Yazılı görev 1: Lütfen kayıtların başından başlayıp "<point>104,416</point>" geçen satırla biten bölümü, iki ucu da dahil olmak üzere, boş satırları atlayarak numaralı liste hâlinde düzenleyin. Resimleri yanıta koymayın.
*** Metinden alıntı ***
Bilim adamı Prof. Dr. Naci Görür, “Alüvyal arazilerin üzerine yapılan yapılarda depremin şiddeti 3 kat artar” diye söyleyince hemen Ege Üniversitesi Toprak ve Bitki Besleme Bölümü üyesi Prof. Dr. Bülent Okur ‘u aradım. “Hocam alüvyal arazilerin üzerine yapılan yapılar depremin şiddetini 3 kat artarak hissediyormuş İzmir’de bana bu denilene benzeyen yerlerin neresi olduğunu söyleyebilir misiniz?” dedim.
Prof. Dr. Bülent Okur şöyle cevap verdi;
Hakancım alüvyal topraklar, akarsular tarafından taşınan kil, kum, çakıl gibi maddelerin birikmesiyle oluşan topraklardır. Mineral ve organik madde bakımından zengin olan bu topraklar verimli oldukları için üzerinde tarım faaliyeti yapılan birinci sınıf topraklardır. Buna göre öncelikle Ege Üniversitesi Ziraat Fakültesinden başlayarak sana İzmir’de alüvyal arazilerin üzerine kurulan yerleri elimden geldiğince sayayım. Bornova Ovası, Kemalpaşa, Menemen, Çiğli, Bostanlı, İnciraltı, Bayındır, Tire Ödemiş ve daha nice yerler var ki ayaküstü aklıma takılan bunlar. Bu gibi birinci sınıf tarım arazilerinin üzerine binaları yapmaktan bir an evvel vazgeçmemiz gerekiyor. Aksi takdir de ülkemiz gibi bölgemizinde deprem bölgesi olması dolayısıyla başımıza çok büyük felaketler geleceği aşikârdır.
*** Verilen veriler ***
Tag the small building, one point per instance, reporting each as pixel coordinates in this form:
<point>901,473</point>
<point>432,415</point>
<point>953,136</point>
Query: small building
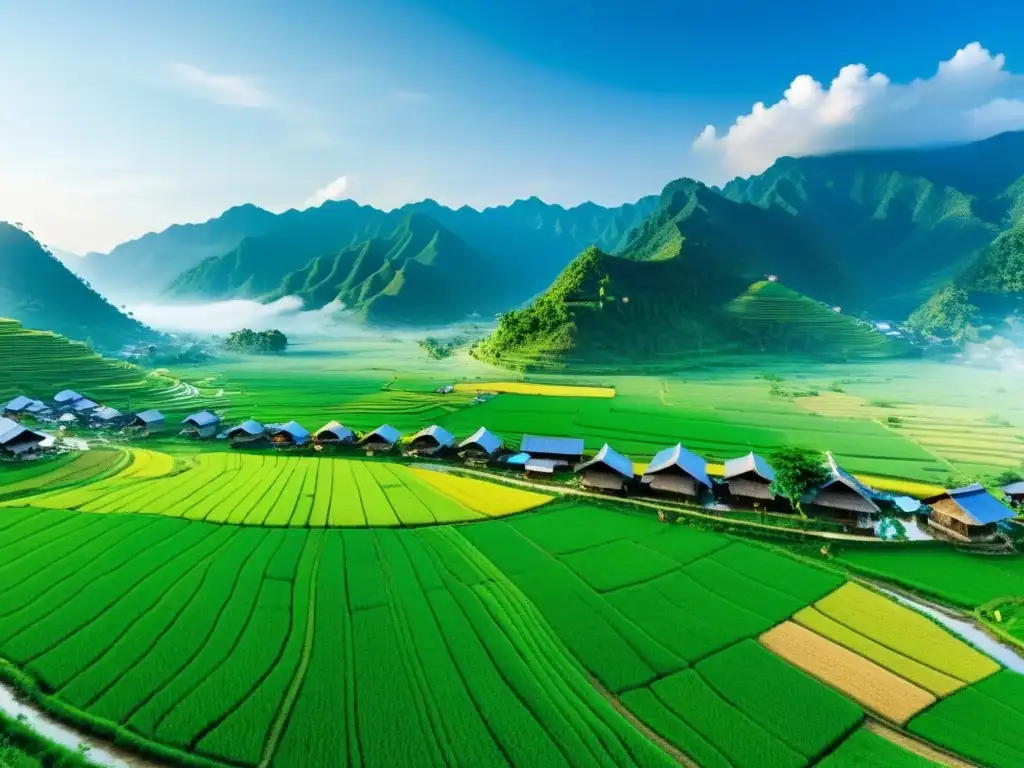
<point>247,432</point>
<point>104,416</point>
<point>1015,493</point>
<point>566,451</point>
<point>676,471</point>
<point>431,441</point>
<point>845,499</point>
<point>335,433</point>
<point>67,397</point>
<point>201,426</point>
<point>151,421</point>
<point>291,433</point>
<point>382,439</point>
<point>481,445</point>
<point>969,514</point>
<point>749,478</point>
<point>17,440</point>
<point>609,470</point>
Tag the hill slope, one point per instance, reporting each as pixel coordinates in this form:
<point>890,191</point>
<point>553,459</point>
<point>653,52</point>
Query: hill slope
<point>40,292</point>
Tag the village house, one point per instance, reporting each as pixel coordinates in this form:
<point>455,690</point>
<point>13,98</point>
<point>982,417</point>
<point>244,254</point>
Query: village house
<point>381,440</point>
<point>291,433</point>
<point>431,441</point>
<point>609,470</point>
<point>335,433</point>
<point>246,433</point>
<point>968,514</point>
<point>481,445</point>
<point>1015,494</point>
<point>151,421</point>
<point>565,452</point>
<point>676,471</point>
<point>749,480</point>
<point>17,440</point>
<point>202,425</point>
<point>844,499</point>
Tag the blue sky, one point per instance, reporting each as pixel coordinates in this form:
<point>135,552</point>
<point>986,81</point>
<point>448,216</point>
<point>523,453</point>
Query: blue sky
<point>120,118</point>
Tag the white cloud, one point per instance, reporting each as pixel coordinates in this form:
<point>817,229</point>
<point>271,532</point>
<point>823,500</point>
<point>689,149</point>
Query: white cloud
<point>972,95</point>
<point>337,189</point>
<point>230,90</point>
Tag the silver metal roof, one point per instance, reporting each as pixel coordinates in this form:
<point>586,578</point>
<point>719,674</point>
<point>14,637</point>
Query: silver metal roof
<point>443,437</point>
<point>611,459</point>
<point>202,419</point>
<point>558,445</point>
<point>750,463</point>
<point>386,432</point>
<point>677,456</point>
<point>485,439</point>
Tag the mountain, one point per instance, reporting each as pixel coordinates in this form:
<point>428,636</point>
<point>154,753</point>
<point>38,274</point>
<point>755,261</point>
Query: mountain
<point>40,292</point>
<point>421,273</point>
<point>918,217</point>
<point>672,292</point>
<point>141,268</point>
<point>527,243</point>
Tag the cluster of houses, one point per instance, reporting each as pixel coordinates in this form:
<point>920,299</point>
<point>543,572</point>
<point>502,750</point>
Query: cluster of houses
<point>676,473</point>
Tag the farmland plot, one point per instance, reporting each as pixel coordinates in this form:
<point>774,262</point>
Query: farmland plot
<point>273,491</point>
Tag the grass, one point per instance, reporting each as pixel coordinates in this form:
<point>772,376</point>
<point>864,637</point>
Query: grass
<point>279,491</point>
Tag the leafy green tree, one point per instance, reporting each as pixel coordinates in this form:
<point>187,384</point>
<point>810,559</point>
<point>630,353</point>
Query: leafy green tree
<point>797,471</point>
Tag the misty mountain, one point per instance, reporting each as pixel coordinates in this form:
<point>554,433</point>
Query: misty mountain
<point>40,292</point>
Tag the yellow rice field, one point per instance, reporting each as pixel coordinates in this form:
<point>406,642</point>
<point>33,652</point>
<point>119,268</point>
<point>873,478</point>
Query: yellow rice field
<point>486,498</point>
<point>905,632</point>
<point>922,675</point>
<point>865,682</point>
<point>522,387</point>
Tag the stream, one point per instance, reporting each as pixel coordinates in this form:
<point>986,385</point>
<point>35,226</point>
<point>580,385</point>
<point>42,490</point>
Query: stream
<point>99,753</point>
<point>1001,652</point>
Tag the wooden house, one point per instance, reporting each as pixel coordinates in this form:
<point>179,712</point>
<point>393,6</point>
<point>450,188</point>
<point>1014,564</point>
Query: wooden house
<point>609,470</point>
<point>431,441</point>
<point>289,434</point>
<point>1015,494</point>
<point>17,440</point>
<point>481,445</point>
<point>202,425</point>
<point>844,499</point>
<point>334,433</point>
<point>749,480</point>
<point>381,440</point>
<point>677,472</point>
<point>151,421</point>
<point>969,514</point>
<point>249,432</point>
<point>566,451</point>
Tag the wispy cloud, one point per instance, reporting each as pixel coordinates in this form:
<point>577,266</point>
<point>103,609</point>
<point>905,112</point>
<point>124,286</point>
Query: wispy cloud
<point>337,189</point>
<point>230,90</point>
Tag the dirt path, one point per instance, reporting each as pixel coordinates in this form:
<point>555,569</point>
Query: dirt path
<point>918,747</point>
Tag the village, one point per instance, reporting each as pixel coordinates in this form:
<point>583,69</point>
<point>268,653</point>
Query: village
<point>675,475</point>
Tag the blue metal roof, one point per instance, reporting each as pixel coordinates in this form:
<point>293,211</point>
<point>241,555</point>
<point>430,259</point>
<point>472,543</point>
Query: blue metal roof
<point>386,432</point>
<point>485,439</point>
<point>611,459</point>
<point>750,463</point>
<point>443,437</point>
<point>557,445</point>
<point>981,505</point>
<point>677,456</point>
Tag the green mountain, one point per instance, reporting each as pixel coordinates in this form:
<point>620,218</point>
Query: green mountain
<point>421,273</point>
<point>40,292</point>
<point>903,223</point>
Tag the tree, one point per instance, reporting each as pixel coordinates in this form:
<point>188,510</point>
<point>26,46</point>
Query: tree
<point>797,471</point>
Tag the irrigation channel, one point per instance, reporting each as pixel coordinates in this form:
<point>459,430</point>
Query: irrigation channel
<point>100,753</point>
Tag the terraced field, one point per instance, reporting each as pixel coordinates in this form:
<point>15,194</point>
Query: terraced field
<point>548,638</point>
<point>281,491</point>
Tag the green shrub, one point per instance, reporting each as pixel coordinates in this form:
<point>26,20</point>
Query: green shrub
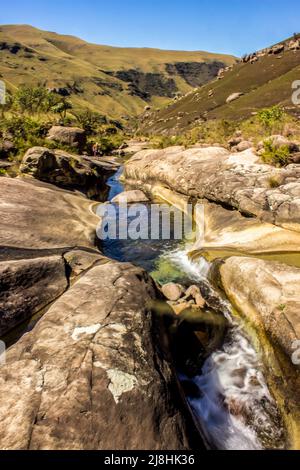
<point>276,156</point>
<point>269,117</point>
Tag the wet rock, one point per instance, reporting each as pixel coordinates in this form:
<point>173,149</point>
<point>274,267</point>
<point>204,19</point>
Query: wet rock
<point>271,300</point>
<point>172,291</point>
<point>72,136</point>
<point>66,170</point>
<point>130,197</point>
<point>198,333</point>
<point>267,294</point>
<point>237,180</point>
<point>88,375</point>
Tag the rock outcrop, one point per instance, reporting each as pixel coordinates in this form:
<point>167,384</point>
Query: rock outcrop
<point>267,294</point>
<point>70,171</point>
<point>39,225</point>
<point>90,371</point>
<point>237,180</point>
<point>88,374</point>
<point>130,197</point>
<point>71,136</point>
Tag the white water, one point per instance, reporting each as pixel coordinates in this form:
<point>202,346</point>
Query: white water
<point>230,396</point>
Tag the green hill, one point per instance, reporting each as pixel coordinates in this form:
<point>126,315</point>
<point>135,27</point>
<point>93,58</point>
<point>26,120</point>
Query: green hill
<point>115,81</point>
<point>264,79</point>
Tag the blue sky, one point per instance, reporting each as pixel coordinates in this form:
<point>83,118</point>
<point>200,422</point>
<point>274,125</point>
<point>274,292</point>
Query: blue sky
<point>227,26</point>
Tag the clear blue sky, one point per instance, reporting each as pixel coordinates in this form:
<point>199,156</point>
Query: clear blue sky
<point>227,26</point>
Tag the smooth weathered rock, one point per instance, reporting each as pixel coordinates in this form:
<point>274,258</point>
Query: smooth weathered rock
<point>72,136</point>
<point>38,216</point>
<point>66,170</point>
<point>268,295</point>
<point>234,97</point>
<point>238,180</point>
<point>27,286</point>
<point>88,376</point>
<point>172,291</point>
<point>243,145</point>
<point>130,197</point>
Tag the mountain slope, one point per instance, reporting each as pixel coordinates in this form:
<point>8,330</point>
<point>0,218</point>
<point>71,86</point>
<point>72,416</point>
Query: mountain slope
<point>112,80</point>
<point>264,79</point>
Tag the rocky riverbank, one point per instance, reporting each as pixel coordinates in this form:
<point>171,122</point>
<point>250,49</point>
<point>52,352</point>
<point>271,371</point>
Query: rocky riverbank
<point>91,367</point>
<point>245,213</point>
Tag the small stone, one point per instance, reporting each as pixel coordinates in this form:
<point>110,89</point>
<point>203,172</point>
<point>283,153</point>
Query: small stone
<point>172,291</point>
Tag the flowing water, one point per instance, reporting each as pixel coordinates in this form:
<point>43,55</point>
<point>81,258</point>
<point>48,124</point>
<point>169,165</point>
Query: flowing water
<point>229,396</point>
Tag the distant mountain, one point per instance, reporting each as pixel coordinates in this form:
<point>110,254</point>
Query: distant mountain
<point>259,80</point>
<point>112,80</point>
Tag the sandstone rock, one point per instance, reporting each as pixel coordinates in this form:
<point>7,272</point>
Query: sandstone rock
<point>243,145</point>
<point>133,146</point>
<point>130,197</point>
<point>39,216</point>
<point>66,170</point>
<point>271,300</point>
<point>72,136</point>
<point>27,286</point>
<point>279,141</point>
<point>6,147</point>
<point>234,141</point>
<point>87,376</point>
<point>233,97</point>
<point>172,291</point>
<point>294,45</point>
<point>277,49</point>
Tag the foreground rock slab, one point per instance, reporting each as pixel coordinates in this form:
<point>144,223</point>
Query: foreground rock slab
<point>38,216</point>
<point>238,180</point>
<point>88,376</point>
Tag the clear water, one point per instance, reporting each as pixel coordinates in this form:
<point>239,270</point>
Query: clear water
<point>229,396</point>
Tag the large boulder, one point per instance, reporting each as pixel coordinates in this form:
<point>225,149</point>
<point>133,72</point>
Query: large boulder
<point>66,170</point>
<point>88,375</point>
<point>39,224</point>
<point>37,216</point>
<point>27,286</point>
<point>234,97</point>
<point>237,180</point>
<point>71,136</point>
<point>271,300</point>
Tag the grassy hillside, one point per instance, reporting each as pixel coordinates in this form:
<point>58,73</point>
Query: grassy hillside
<point>118,82</point>
<point>264,82</point>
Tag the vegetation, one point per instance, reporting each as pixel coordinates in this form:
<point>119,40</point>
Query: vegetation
<point>276,156</point>
<point>31,111</point>
<point>96,85</point>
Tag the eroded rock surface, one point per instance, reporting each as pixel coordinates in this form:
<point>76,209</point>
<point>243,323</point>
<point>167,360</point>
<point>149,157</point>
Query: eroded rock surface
<point>267,294</point>
<point>66,170</point>
<point>237,180</point>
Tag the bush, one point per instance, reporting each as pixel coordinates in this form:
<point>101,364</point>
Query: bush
<point>269,117</point>
<point>276,156</point>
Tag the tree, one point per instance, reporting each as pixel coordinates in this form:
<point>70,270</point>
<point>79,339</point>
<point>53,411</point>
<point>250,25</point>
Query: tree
<point>61,108</point>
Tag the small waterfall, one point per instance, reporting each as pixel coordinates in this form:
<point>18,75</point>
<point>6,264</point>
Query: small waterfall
<point>230,398</point>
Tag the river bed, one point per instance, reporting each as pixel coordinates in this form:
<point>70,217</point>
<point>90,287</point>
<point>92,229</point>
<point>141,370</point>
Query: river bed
<point>229,396</point>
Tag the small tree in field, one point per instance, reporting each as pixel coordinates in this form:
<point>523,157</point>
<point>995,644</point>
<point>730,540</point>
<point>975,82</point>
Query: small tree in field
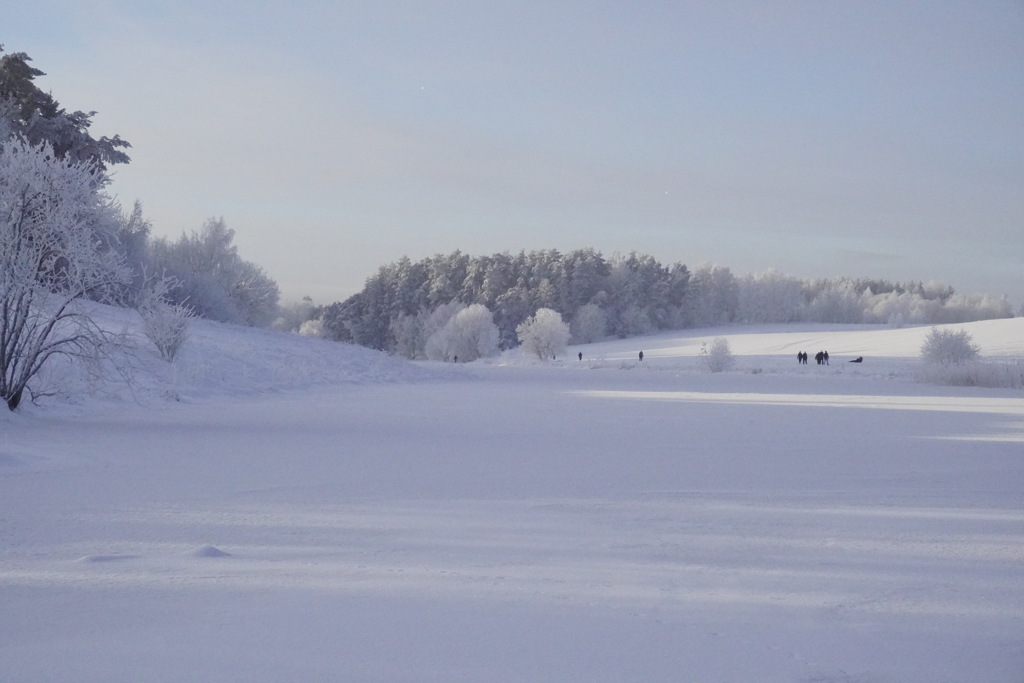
<point>55,250</point>
<point>718,355</point>
<point>544,334</point>
<point>468,335</point>
<point>946,347</point>
<point>166,326</point>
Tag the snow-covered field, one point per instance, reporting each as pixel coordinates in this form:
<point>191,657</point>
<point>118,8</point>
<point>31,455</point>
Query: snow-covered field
<point>276,508</point>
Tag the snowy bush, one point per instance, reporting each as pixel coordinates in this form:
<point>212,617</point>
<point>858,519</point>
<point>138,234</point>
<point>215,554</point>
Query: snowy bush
<point>55,249</point>
<point>544,334</point>
<point>166,326</point>
<point>468,335</point>
<point>313,328</point>
<point>718,356</point>
<point>946,347</point>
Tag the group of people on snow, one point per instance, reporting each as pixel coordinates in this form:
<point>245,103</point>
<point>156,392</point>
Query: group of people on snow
<point>821,357</point>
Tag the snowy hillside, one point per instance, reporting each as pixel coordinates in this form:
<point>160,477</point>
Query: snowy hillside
<point>280,508</point>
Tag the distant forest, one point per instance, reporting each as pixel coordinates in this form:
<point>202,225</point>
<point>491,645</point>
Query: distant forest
<point>623,296</point>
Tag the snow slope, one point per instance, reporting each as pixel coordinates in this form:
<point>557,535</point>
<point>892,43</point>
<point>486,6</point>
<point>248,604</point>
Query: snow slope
<point>280,508</point>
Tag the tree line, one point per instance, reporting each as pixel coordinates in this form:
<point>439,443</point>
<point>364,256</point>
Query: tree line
<point>627,295</point>
<point>65,240</point>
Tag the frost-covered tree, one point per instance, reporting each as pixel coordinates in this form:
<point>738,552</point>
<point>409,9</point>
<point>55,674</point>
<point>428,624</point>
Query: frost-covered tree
<point>713,297</point>
<point>769,297</point>
<point>56,232</point>
<point>544,334</point>
<point>213,280</point>
<point>468,335</point>
<point>38,118</point>
<point>946,347</point>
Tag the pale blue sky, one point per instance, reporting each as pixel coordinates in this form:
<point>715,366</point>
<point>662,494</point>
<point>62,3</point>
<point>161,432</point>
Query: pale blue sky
<point>819,138</point>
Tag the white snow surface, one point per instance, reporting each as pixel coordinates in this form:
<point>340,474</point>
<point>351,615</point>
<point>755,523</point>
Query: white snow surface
<point>279,508</point>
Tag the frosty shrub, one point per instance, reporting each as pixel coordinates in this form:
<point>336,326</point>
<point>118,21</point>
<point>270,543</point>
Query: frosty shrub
<point>468,335</point>
<point>313,328</point>
<point>945,347</point>
<point>718,355</point>
<point>544,334</point>
<point>166,326</point>
<point>55,235</point>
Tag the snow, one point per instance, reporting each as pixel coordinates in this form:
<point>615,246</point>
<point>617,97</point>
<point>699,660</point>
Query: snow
<point>273,507</point>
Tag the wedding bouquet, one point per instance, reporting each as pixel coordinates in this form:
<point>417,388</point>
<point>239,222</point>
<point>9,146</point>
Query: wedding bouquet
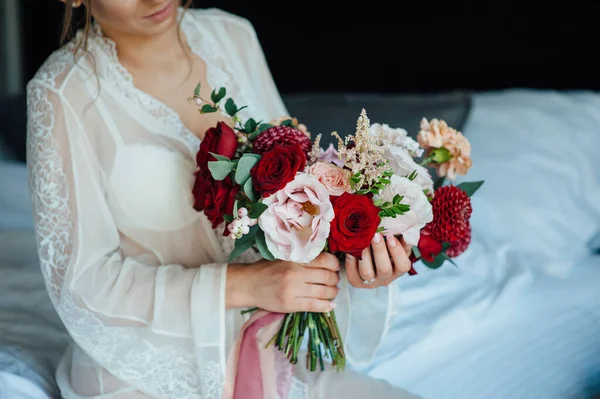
***
Yazılı görev 2: Alüvyal arazilerle ilgili metinde "Hakancım alüvyal topraklar" diye başlayan paragrafı, ana bilgileri koruyarak daha kısa biçimde yeniden yazın.

Tam yanıt 1:
1. Tag the small building, one point per instance, reporting each as pixel coordinates in this form:
2. <point>901,473</point>
3. <point>432,415</point>
4. <point>953,136</point>
5. Query: small building
6. <point>247,432</point>
7. <point>104,416</point>

Tam yanıt 2: Alüvyal topraklar, akarsuların taşıdığı kil, kum ve çakılın birikmesiyle oluşur. Mineral ve organik maddece zengin ve verimli oldukları için birinci sınıf tarım topraklarıdır. İzmir'de bu tür araziler üzerine kurulu yerler arasında Ege Üniversitesi Ziraat Fakültesi, Bornova Ovası, Kemalpaşa, Menemen, Çiğli, Bostanlı, İnciraltı, Bayındır ve Tire Ödemiş sayılabilir. Bu arazilere bina yapmaktan bir an önce vazgeçilmelidir. Aksi hâlde, bölge deprem bölgesi olduğundan çok büyük felaketler yaşanacağı açıktır.